The plant is resistant to chemical control as a result of its glossy leaves and smooth stems, along with its ability to regenerate from small surviving pieces. Nevertheless, for large infested areas this is probably the only means of achieving control. Unfortunately, any chemical that is capable of killing the plant is likely to kill most other plants and so a clear area will result for a period of time. However, since there are treatments that rapidly degrade upon soil contact within a day, this effect is limited to the time that it takes for seeds of other species to germinate and establish themselves. Because of the waxy surface of leaves and stems, a penetrant is needed for effective treatment.

Successful treatments include the following:
- triclopyr or fluoroxypyr (marketed under various brand names) plus a penetrant such as the organosilicone called modified polydimethylsiloxane (e.g. Pulse)

Chemical treatment will result in browning off in 3–4 weeks followed by disappearance of living material. However, follow-up is needed several months later (in a frost free climate) to catch any buried plant segments that may have regenerated and possibly a third such spot treatment is required before the area is completely eradicated and even after that attention to a resurgence is advised.

===Non-chemical control===
Repeated deployment of weed-control agents may have a negative effect upon the local environment, in which case the only option remaining is manual clearance. In areas where the plant is a pest this is an arduous task since every single scrap of the weed has to be removed or it will regrow. In less prolific areas, manual removal is less difficult as the plant roots come up easily, and an initial clearance can be accomplished by raking the area. Repeated efforts at intervals of a few months along with regular monitoring for invasion from neighbouring areas will be necessary for full control.

■ ■ ■ ■ ■

**WHAT YOU NEED TO DO:**
- a) According to the weed-control text, how long after chemical treatment does the plant brown off?
- b) Translate into Spanish this sentence from the weed-control text: "Because of the waxy surface of leaves and stems, a penetrant is needed for effective treatment."
- c) Does each statement agree with the weed-control text? (i) Manual removal is easier where the plant is less prolific. (ii) One chemical treatment is enough to wipe out the plant. (iii) Chemicals that can kill the plant usually leave other plants unharmed.

**SOURCE DATA:**
■ ■ ■ ■ ■

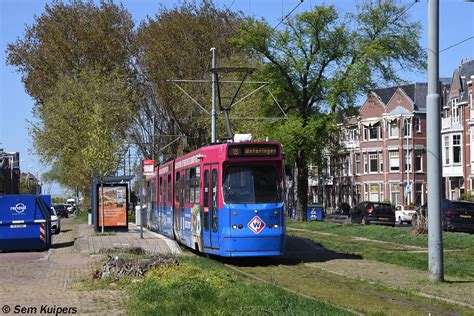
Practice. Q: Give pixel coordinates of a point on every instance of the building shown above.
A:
(457, 134)
(384, 156)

■ ■ ■ ■ ■

**OUTPUTS IN ORDER:**
- a) In 3–4 weeks.

- b) Debido a la superficie cerosa de las hojas y los tallos, se necesita un penetrante para un tratamiento eficaz.

- c)
(i) Yes: "In less prolific areas, manual removal is less difficult as the plant roots come up easily"
(ii) No: "follow-up is needed several months later"
(iii) No: "any chemical that is capable of killing the plant is likely to kill most other plants"